**Problem to work on**
Give the data a second time, exactly and in full.

**Data**
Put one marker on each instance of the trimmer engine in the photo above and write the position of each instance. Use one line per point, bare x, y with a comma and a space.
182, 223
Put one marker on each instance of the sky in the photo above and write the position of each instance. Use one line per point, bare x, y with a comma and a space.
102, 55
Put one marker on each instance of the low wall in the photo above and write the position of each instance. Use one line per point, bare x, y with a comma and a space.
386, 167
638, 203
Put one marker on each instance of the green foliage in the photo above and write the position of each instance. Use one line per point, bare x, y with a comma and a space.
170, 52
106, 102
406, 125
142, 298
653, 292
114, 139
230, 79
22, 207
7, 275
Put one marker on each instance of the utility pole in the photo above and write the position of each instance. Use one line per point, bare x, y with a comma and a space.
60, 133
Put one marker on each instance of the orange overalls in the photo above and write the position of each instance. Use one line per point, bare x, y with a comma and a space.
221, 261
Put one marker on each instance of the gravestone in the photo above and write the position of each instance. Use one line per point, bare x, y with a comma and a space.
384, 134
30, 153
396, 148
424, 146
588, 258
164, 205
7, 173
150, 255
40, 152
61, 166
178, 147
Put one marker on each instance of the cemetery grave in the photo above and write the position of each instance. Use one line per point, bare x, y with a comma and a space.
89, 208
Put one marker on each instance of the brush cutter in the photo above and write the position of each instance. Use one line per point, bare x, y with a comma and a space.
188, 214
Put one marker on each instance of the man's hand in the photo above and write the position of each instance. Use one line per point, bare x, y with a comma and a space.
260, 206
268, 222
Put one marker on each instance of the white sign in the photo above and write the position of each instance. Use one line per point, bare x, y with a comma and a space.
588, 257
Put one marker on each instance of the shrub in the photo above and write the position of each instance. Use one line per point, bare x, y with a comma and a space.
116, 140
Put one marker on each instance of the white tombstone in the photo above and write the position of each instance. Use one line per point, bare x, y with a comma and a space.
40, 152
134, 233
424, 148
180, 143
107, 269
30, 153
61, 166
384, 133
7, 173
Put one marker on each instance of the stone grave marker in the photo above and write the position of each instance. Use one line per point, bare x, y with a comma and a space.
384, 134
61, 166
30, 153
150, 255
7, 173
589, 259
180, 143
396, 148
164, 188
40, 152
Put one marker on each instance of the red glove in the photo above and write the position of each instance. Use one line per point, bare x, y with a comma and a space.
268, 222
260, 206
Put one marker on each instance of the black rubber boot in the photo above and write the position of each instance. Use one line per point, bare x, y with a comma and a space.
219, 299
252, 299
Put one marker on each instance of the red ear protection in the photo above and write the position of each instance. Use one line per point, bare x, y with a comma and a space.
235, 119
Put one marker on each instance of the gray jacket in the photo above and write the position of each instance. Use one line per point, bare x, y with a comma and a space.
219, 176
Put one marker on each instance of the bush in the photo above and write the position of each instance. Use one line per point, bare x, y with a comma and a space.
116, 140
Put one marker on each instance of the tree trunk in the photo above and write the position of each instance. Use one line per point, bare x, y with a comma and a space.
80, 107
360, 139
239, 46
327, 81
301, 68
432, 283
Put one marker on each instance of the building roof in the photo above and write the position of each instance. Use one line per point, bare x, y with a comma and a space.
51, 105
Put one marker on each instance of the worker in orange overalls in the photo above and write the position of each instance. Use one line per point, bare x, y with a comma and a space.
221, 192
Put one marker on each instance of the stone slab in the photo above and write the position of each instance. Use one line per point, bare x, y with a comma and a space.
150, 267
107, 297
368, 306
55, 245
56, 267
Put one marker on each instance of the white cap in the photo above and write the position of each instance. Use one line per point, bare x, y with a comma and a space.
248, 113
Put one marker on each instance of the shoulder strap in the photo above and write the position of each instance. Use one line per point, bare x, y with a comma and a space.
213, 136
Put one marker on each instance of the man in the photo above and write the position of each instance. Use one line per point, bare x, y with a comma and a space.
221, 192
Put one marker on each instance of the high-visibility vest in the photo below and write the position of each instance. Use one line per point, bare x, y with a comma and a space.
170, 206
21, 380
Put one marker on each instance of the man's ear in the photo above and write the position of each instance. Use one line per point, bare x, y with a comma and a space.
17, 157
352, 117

**Worked solution**
Put one marker on each instance of the trimmer engine in the photo above and write the position of each instance. Use one line per point, bare x, y with a comma and a space.
182, 223
Put one marker on each instance of the sky in the photo above and write the position of each instance. Use one line per point, bare x, y with a comma and a space.
102, 55
Put one marker on each instance of the low wall in the photo above and write the position of each instance. Use one line per point, bare x, y with a comma and a space.
386, 167
638, 203
Put one marker on each instance of the green foliage in the photo above and write the position of each instance. Use one line per point, bare x, y with a comma and a space.
170, 52
106, 102
406, 125
142, 298
653, 292
114, 139
230, 79
22, 207
7, 275
Put one marker on each instance of the utility pole in the photo above and write the position of each instance. Use one line per point, bare x, y with a comma and a space.
60, 133
Put one marker on each instance of the orange overalls in the photo above and write the position of each instance. Use one line per point, bare x, y with a comma and a space.
221, 261
Put one marker on each instance of the gravestone in the photo above and write the position of each instance. Use one line per point, bare x, y with a comma and a space.
384, 134
30, 153
396, 148
424, 146
588, 258
164, 205
7, 173
150, 255
40, 152
61, 166
178, 147
Put one marker on each instance of the cemetery grave in the photo above and write the position of each instance. Use one line per point, bare x, y with a comma and a space.
89, 208
Put one marker on each instance of the brush cutter in the photo above and write the position of each instance. Use one line per point, bare x, y with a comma and a space.
188, 214
Put one marker on each instance of the man's hand in the photo above and write the position of each instance. Use one line per point, bare x, y with a comma and a space.
260, 206
268, 222
Put one marker on each instance of the white sign in the photo above and write the position of each instance. Use one line per point, bare x, y with a comma and a space.
588, 257
Put one marker on each instance of the shrub in the photo above and write the position of each instance. Use one line per point, bare x, y with a comma and a space.
116, 140
Put one marker on each instance of the white tombstone in the photo above and write the position of each instance. Use one line per point, bare x, y with a comma and a space.
40, 152
134, 233
424, 148
180, 143
107, 269
30, 153
61, 166
384, 133
7, 173
Put one marker on each instance of the stone grave marker in the photo above and write the position of each instance. Use one line per point, bare x, y with a comma and a space.
384, 134
61, 166
30, 153
150, 255
7, 173
589, 259
180, 143
396, 148
164, 188
40, 152
Put one marker on each instance of the red glove in the photo above and write the position of each instance. Use one line per point, bare x, y with a comma and a space.
268, 222
260, 206
Put one marker on each instance of the black rubber boot in the photo above and write the position of each instance. Use one line per point, bare x, y with a comma and a space.
219, 299
252, 299
Put one marker on each instance of the red ear protection in the photo above and write the position of each instance. Use one line per point, bare x, y with a comma and a space.
235, 119
Put one marker on each instance of the gray jacket in the photo above and write the position of each instance. Use one line per point, bare x, y with a comma and a space.
219, 176
Put one marker on each instance of the bush in the photo above and write the position of each instance. Use one line per point, bare x, y with a comma and a space.
116, 140
Put one marker on each instance of the tree trunk in the photo above and write the position of each instance. Use one line per point, bare x, y with a comma and a space.
80, 107
360, 139
239, 46
327, 81
301, 68
432, 283
Put one marker on each instance of the building roof in the photo above and write the position of each instance. Use one line per point, bare x, y with a comma and a space.
51, 105
Put one marker on each instance of the worker in orange overalls in the photo above and write the position of each instance. Use one line per point, bare x, y with a comma and a space.
221, 192
Put one marker on each instance of the stone slab in the photo above and write the position of each instance. Use one line per point, bare x, y with a comma and a space.
150, 267
107, 297
368, 306
55, 245
56, 267
Put one marker on each instance of the white cap in the photo above and write the position of each instance. Use one line per point, bare x, y with a comma and a space.
248, 113
Put one marker on each instance of the shoulder strap in the photo above and write the position of each instance. Use one line per point, bare x, y with a comma and a space.
213, 136
Put one marker on each instance of the man in the photo above and write the position of each instance. Use one line per point, bare x, y with a comma and a space.
221, 192
Put one marker on each instance of the high-visibility vest in the photo below and write the position of each instance. Use one line per point, bare x, y with a comma and a space.
170, 206
21, 380
Put one marker on each instance of the man's ear in the photo above and write the position of each instance. Use one line per point, bare x, y with a comma and a space.
17, 157
352, 117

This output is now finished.